WHAT TO PRODUCE: The response must contain every line from the records below that has "boot".

━━━━━━━━━━━━━━━━

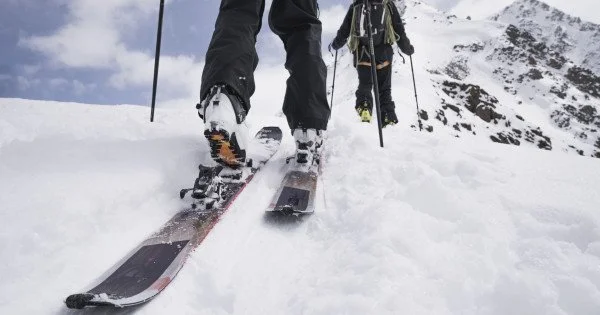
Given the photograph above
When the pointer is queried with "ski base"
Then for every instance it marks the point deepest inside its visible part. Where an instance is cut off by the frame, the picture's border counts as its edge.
(152, 265)
(296, 196)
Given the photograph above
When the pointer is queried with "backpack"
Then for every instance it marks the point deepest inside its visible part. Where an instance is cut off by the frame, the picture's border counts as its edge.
(381, 22)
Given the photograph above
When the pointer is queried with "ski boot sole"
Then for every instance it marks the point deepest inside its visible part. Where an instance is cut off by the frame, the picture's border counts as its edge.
(224, 149)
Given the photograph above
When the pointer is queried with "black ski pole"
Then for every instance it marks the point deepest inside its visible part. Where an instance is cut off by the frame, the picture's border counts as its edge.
(333, 84)
(416, 99)
(367, 7)
(157, 58)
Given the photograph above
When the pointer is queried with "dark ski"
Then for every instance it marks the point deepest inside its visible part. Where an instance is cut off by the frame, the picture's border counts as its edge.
(152, 265)
(296, 195)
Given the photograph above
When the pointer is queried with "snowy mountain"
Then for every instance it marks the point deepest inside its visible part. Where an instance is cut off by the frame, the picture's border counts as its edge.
(525, 83)
(429, 225)
(577, 40)
(440, 222)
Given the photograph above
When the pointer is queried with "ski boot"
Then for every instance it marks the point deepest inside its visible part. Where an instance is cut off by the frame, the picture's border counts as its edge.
(224, 127)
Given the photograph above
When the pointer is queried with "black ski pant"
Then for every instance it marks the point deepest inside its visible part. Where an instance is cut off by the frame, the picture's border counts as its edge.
(231, 57)
(384, 80)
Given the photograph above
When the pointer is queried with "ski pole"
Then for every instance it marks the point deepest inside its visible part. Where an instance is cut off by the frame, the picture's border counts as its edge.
(367, 7)
(157, 58)
(333, 84)
(416, 99)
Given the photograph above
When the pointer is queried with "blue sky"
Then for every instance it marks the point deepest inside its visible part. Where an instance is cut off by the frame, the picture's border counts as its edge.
(102, 51)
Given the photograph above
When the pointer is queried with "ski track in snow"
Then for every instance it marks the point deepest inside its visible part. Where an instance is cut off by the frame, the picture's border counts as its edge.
(428, 225)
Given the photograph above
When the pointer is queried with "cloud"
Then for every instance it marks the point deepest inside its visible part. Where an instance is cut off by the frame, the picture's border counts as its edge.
(93, 38)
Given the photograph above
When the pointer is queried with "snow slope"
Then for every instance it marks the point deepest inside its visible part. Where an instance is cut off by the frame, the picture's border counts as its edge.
(431, 224)
(428, 225)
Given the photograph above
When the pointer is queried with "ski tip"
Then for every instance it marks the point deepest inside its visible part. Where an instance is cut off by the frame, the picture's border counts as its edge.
(78, 301)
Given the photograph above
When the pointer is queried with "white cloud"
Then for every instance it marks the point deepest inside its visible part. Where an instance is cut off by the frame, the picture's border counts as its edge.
(93, 39)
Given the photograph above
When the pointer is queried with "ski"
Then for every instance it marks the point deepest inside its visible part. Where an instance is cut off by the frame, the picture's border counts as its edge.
(296, 195)
(152, 265)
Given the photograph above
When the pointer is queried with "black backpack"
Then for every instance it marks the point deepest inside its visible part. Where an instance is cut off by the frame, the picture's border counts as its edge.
(380, 22)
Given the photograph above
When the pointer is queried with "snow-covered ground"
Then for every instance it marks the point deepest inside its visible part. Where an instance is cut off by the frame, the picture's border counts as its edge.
(430, 224)
(427, 225)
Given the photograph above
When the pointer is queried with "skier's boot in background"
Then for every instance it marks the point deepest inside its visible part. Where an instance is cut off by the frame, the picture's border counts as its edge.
(388, 118)
(308, 146)
(364, 110)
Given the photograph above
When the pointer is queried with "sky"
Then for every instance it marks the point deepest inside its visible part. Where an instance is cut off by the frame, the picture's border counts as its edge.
(102, 52)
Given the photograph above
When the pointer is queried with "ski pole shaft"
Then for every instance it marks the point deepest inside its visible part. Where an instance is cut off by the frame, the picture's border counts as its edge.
(333, 84)
(416, 98)
(367, 7)
(157, 58)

━━━━━━━━━━━━━━━━

ANSWER SPACE:
When the pointer is queried with "ski boot sole"
When the pointer is queried with "ski boot"
When the pointer is queried with "skier's boot in background"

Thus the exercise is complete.